Supplied passage

-- Begin --

After having covered almost half of my life (I think it is irrational to consider 40 or 50 half of your life, when most people don’t live until 80 or 100), I’ve come to have an idea of what turns me on. Just, in general – mentally, physically, emotionally etc. And that is, be prepared for something extremely shocking, potentially scandalous – idealism. Yes, my idea of what turns me on are ideas. Or rather, a person or a thing that stimulates ideas, and not just for its sake. Oh, no. But, ideas that can mean something. Which is just a roundabout way of saying what I want, relationships cliché alert, is a meaningful connection. Talk dirty to me, tell me how we can save the world.
This is not ideal, believe me. I referred to some of this a while back in a post called Sapiosexual (a person who finds intelligence most attractive), but the whole premise of being turned on by an idea is based on inequality, and very strong power relations. Of which the one idea that defeats them all, even love and hate, is goodness. My goodness, it will take me a lifetime, if at all, to know all that goodness comprises of. Nothing ever was so illusory, so ephemeral, so un-pin-down-able. The history of all philosophy, i.e. human thought, is a history of trying to figure out what being good and doing good is. Looking for evidence in human action, trying to formulate universal bullet points of what can be done in order to be good, even if it entails doing questionable things to get there. Goodness is the ultimate tease, the fool’s gold or any other metaphor of kind deception you can think of.
Even if most of us generally believe ourselves to be good. I know you do, and so do I. I think it was either said of Byron, or something he said of himself (he was, what we call in pop culture, a “bad boy”) that when someone is continually called bad, they can only get worse, without any hope or interest for redemption and benign action. What I used to believe as ‘good’ was merely innocence, high idealism or a strong defence against corruption. But, after putting in much thought, I’ve realised a corrupted goodness is more truthful and valuable for our species than any other variety. We’re of an age where in all our art, culture, politics, science, what we continually look for is redeeming the bad. We’re obsessed with it, whether it be charismatic villains in stories, or fallen celebrities. We’re brutal in our opinions of them, but we crave to sympathise with them. Some of us even put them on pedestals, because the innocent, uncorrupted goodness just doesn’t seem relatable and doable anymore. If someone has gone to their metaphorical hell and come back, chances are we can too.

-- End --

Your goal
Reproduce the part of the essay on goodness that begins at the words "After having covered" and stops after "save the world.". Nothing in the lines is needed here.

Material shown
-- Begin --

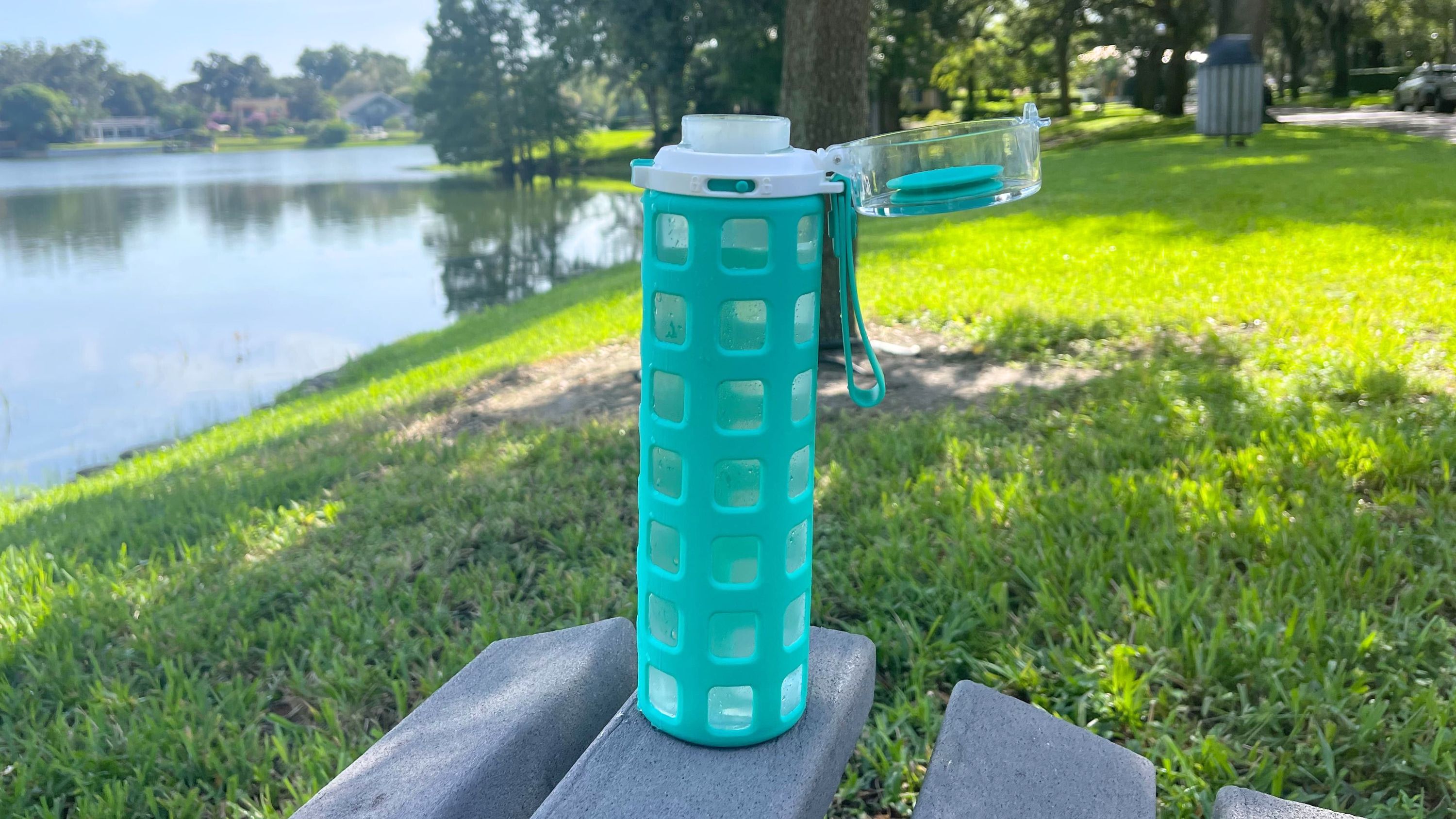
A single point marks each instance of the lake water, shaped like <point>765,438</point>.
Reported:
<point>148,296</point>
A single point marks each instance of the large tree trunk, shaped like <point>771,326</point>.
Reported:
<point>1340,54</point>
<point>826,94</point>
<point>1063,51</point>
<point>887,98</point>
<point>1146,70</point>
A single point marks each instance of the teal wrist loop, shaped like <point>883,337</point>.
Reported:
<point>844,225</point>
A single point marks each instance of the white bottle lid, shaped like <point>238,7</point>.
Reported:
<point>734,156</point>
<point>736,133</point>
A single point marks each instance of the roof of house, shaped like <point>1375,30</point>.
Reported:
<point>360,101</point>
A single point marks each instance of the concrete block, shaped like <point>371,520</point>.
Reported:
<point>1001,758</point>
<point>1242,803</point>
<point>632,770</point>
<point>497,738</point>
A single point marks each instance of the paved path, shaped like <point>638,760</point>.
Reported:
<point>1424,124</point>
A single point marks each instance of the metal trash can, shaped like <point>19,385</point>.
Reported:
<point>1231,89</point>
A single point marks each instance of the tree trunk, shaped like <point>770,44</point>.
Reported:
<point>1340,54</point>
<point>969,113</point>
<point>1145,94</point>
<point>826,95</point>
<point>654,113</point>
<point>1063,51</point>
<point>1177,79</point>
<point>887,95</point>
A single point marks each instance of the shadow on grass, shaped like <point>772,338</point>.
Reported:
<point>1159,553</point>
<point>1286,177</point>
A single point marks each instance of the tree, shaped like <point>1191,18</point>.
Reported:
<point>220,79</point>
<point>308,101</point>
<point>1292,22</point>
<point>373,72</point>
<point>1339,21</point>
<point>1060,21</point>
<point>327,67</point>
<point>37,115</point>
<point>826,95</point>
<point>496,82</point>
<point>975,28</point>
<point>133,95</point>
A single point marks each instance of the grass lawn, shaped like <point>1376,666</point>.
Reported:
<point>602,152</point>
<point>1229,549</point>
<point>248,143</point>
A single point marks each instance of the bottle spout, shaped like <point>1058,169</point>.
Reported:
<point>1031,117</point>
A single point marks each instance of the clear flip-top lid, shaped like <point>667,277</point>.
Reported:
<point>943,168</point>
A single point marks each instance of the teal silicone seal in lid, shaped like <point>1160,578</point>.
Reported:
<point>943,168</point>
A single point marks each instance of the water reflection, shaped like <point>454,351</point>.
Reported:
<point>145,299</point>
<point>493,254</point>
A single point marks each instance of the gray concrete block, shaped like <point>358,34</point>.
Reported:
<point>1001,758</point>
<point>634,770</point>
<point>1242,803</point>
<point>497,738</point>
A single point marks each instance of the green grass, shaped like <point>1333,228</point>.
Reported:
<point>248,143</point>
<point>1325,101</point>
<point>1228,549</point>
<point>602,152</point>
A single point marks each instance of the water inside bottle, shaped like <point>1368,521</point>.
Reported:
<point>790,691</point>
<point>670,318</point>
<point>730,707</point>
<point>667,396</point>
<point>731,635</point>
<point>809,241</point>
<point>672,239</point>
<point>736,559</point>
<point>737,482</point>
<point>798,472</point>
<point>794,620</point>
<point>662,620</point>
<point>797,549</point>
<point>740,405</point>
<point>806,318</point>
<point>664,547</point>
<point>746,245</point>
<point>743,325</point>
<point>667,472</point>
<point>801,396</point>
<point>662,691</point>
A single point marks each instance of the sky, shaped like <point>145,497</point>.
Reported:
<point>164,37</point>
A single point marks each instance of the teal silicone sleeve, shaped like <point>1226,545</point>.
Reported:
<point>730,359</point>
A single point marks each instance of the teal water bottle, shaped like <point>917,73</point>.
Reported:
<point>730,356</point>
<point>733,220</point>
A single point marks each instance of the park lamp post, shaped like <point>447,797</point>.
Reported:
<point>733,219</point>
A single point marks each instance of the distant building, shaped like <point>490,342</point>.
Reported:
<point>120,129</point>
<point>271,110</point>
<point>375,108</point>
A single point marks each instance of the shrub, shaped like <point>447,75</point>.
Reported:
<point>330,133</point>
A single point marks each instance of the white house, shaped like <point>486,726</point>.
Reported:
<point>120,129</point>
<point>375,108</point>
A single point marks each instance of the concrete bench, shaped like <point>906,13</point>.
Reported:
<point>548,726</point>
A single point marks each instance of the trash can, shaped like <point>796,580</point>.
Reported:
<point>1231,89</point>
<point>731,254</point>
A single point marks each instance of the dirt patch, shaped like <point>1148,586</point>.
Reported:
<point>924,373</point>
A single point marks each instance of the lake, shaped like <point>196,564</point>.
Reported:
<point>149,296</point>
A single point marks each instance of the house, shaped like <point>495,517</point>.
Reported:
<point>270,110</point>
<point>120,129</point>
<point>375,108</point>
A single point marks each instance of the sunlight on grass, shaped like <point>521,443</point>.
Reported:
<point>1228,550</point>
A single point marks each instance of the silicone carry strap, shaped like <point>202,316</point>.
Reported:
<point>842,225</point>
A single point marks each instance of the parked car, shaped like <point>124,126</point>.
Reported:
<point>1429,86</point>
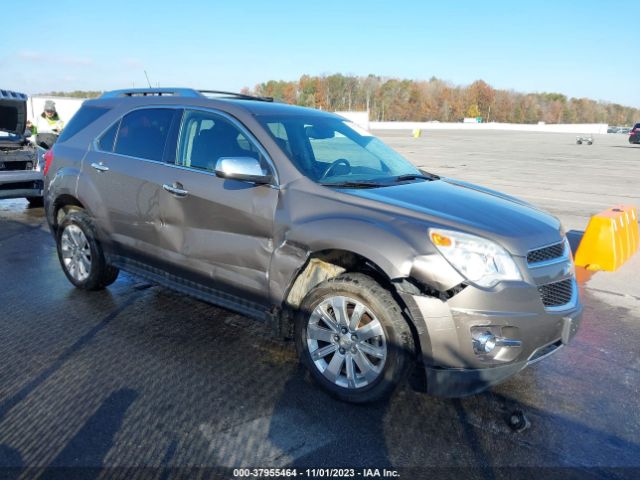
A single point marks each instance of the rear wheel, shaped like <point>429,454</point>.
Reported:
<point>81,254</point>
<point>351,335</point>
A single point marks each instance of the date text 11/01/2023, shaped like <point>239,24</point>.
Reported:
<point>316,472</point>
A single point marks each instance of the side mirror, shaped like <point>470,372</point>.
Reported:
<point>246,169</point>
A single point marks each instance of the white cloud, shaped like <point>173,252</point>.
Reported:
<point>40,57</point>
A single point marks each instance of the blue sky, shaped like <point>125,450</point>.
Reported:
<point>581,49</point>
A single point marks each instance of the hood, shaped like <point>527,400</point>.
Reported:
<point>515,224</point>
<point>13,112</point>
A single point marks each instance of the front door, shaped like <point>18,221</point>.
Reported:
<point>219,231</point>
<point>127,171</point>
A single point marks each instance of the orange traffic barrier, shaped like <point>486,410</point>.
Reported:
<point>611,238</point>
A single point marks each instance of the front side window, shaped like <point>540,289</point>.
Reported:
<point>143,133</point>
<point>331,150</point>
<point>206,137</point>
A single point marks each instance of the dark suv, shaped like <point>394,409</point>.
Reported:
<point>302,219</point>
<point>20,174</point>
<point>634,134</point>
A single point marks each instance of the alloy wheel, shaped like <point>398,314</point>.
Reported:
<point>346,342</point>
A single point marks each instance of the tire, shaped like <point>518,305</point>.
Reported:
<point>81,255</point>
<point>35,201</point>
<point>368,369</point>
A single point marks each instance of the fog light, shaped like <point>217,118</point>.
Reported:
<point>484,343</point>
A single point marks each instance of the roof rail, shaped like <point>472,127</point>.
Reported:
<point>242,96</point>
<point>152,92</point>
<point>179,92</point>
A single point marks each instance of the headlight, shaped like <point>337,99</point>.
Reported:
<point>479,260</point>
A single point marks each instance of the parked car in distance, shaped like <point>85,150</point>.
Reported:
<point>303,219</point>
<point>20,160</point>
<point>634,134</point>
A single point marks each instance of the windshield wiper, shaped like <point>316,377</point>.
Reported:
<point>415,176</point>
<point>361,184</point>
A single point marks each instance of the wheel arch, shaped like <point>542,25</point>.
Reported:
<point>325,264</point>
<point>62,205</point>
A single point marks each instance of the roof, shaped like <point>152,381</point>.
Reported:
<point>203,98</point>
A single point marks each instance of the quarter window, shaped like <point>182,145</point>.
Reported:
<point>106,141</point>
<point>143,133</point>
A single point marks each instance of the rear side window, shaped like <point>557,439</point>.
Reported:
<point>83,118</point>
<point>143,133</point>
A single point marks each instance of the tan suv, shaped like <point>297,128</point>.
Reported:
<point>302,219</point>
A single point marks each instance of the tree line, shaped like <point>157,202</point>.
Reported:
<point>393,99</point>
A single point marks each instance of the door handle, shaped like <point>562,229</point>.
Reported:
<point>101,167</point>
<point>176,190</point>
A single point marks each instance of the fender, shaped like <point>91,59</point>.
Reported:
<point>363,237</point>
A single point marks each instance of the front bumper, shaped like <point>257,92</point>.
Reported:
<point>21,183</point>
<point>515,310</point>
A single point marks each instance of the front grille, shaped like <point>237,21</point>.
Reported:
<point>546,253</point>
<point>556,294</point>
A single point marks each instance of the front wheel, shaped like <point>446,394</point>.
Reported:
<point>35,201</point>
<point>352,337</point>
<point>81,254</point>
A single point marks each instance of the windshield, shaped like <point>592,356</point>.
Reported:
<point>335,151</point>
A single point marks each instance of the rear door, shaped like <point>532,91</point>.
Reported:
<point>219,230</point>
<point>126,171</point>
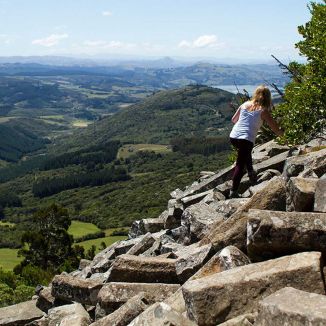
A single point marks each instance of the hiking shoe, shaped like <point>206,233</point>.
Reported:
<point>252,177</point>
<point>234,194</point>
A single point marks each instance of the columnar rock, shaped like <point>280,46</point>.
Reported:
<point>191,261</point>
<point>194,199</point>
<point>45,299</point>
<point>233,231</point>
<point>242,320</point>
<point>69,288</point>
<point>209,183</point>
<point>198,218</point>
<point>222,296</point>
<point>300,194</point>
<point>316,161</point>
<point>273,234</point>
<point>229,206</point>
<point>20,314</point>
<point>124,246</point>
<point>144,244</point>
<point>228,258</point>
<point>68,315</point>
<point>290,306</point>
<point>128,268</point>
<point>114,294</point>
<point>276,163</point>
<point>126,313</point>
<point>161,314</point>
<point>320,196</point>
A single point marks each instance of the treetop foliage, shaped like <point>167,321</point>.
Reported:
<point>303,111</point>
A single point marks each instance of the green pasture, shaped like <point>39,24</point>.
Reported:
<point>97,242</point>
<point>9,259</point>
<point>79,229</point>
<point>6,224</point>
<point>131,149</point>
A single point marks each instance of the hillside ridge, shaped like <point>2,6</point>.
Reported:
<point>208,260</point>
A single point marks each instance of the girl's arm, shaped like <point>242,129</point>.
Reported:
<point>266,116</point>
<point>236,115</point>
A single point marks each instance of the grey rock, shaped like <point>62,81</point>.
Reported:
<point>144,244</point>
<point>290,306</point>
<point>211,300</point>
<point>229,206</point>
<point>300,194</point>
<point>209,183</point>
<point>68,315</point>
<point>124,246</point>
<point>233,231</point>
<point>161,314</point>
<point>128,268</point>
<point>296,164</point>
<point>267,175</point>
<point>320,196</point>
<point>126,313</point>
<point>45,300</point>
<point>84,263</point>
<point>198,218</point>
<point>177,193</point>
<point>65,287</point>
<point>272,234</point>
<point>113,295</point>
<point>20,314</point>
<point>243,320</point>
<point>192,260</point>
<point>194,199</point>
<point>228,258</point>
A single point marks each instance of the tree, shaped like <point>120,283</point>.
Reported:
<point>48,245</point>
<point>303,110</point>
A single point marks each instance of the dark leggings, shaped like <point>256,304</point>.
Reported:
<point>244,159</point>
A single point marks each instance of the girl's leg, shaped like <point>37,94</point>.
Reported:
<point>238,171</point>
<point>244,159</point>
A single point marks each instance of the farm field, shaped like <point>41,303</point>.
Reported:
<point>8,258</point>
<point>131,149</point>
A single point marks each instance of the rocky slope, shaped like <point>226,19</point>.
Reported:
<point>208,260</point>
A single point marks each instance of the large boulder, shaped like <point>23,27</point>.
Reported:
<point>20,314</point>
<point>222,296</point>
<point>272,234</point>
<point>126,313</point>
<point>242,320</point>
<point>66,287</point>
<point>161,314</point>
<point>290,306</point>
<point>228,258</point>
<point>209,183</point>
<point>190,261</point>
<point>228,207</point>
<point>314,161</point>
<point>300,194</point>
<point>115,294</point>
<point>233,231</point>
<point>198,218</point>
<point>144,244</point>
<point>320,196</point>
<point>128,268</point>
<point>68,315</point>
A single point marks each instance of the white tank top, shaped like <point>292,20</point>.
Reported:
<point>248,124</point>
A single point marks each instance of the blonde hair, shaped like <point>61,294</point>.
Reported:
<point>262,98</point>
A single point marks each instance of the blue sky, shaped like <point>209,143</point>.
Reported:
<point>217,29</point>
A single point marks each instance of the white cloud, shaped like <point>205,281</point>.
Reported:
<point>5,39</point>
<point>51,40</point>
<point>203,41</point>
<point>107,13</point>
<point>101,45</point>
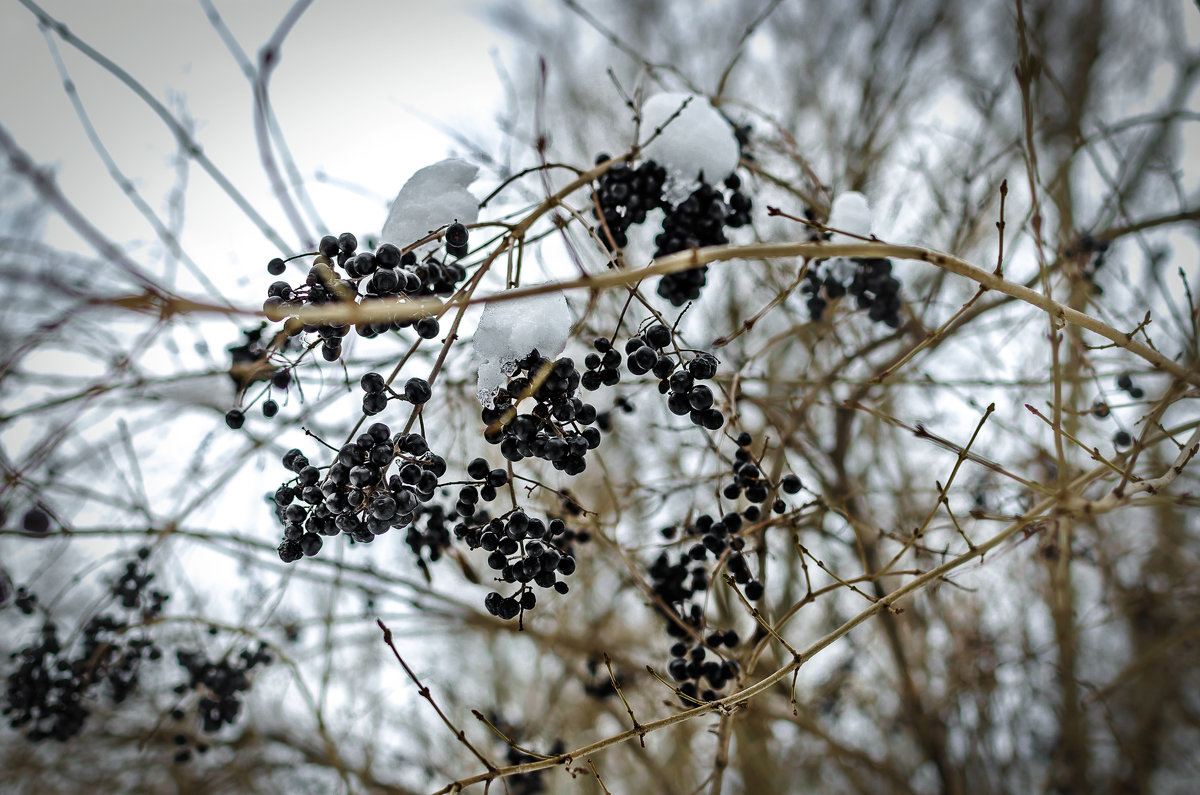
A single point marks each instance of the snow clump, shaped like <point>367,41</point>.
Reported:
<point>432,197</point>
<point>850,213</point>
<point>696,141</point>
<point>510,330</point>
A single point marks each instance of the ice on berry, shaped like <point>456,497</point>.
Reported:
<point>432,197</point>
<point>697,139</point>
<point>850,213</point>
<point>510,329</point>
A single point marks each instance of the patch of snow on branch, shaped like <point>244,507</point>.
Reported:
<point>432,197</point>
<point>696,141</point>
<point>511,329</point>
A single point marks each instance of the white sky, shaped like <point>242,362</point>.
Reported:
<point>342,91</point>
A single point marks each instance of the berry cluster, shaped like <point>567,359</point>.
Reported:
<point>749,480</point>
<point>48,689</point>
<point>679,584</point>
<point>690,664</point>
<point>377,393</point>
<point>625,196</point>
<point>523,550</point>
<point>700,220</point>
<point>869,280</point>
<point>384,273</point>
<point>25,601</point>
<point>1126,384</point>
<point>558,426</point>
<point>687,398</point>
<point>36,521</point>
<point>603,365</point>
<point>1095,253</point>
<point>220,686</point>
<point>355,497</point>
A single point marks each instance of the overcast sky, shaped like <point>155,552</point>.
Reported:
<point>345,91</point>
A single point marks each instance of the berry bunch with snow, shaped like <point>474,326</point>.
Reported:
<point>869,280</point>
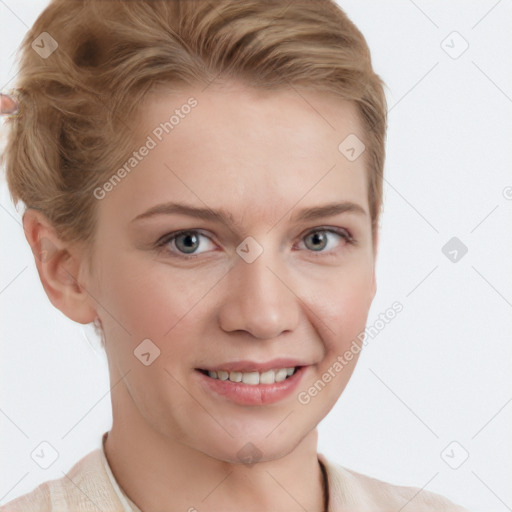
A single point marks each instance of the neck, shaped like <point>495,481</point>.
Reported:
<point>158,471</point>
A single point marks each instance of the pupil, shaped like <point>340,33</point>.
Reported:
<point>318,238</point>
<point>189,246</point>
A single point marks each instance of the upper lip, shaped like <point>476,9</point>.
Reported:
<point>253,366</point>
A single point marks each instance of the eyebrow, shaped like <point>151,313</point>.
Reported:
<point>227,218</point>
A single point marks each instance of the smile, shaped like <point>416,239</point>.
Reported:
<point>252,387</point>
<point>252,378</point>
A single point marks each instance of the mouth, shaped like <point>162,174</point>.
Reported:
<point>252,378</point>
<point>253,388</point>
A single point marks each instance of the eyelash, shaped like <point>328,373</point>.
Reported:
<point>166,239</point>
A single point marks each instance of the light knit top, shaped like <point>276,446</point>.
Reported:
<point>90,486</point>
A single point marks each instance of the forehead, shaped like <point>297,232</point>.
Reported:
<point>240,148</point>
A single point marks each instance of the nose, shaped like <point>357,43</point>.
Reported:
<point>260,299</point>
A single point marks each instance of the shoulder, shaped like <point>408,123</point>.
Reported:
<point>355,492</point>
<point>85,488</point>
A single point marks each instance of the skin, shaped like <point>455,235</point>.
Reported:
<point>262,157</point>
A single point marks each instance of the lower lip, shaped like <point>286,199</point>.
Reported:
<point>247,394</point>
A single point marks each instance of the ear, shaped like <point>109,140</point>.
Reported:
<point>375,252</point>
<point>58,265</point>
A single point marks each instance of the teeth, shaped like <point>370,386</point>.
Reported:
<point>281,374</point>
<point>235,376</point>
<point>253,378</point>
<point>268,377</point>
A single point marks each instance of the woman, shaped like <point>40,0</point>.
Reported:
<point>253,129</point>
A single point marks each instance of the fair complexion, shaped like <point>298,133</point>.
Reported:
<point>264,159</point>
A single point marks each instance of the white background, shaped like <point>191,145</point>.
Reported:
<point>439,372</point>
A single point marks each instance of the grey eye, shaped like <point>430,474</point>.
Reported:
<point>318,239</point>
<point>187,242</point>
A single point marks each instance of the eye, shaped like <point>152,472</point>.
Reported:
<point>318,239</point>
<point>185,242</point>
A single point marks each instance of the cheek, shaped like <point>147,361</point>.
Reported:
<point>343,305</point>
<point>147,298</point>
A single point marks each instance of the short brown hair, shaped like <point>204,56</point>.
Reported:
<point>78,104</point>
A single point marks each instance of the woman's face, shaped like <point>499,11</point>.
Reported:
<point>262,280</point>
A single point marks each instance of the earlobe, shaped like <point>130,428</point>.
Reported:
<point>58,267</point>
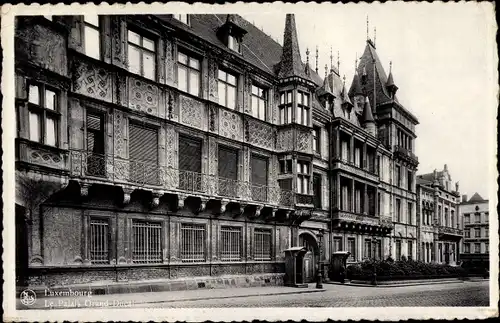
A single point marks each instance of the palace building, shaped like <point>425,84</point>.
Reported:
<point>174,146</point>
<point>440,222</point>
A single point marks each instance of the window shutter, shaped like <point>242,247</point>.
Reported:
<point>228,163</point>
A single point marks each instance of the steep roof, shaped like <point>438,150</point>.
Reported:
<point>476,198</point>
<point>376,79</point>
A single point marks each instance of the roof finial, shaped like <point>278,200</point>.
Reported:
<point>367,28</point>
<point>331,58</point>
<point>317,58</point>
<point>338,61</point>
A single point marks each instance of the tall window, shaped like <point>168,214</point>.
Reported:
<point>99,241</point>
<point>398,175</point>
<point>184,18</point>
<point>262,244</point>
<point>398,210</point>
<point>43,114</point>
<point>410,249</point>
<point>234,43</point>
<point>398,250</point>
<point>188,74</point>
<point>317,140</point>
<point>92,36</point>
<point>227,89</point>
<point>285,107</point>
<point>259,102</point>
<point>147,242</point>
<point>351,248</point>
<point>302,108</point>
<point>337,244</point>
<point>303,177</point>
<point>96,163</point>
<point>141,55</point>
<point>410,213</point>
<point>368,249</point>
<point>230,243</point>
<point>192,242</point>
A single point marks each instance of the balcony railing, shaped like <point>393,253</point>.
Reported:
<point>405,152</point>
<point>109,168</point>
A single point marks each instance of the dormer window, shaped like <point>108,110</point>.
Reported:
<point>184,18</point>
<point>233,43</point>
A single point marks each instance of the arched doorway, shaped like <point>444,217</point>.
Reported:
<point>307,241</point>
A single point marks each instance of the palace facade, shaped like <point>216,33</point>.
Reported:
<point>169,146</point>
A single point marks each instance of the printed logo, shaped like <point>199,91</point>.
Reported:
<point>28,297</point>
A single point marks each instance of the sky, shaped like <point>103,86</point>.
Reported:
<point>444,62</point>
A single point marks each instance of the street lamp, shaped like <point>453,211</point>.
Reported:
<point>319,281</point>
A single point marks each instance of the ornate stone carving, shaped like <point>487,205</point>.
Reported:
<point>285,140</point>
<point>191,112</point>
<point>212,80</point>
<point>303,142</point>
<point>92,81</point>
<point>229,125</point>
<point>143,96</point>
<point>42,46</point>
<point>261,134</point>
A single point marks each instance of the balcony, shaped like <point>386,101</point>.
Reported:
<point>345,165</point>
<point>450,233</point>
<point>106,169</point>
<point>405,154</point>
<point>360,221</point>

-- End --

Exercise response
After having covered almost half of my life (I think it is irrational to consider 40 or 50 half of your life, when most people don’t live until 80 or 100), I’ve come to have an idea of what turns me on. Just, in general – mentally, physically, emotionally etc. And that is, be prepared for something extremely shocking, potentially scandalous – idealism. Yes, my idea of what turns me on are ideas. Or rather, a person or a thing that stimulates ideas, and not just for its sake. Oh, no. But, ideas that can mean something. Which is just a roundabout way of saying what I want, relationships cliché alert, is a meaningful connection. Talk dirty to me, tell me how we can save the world.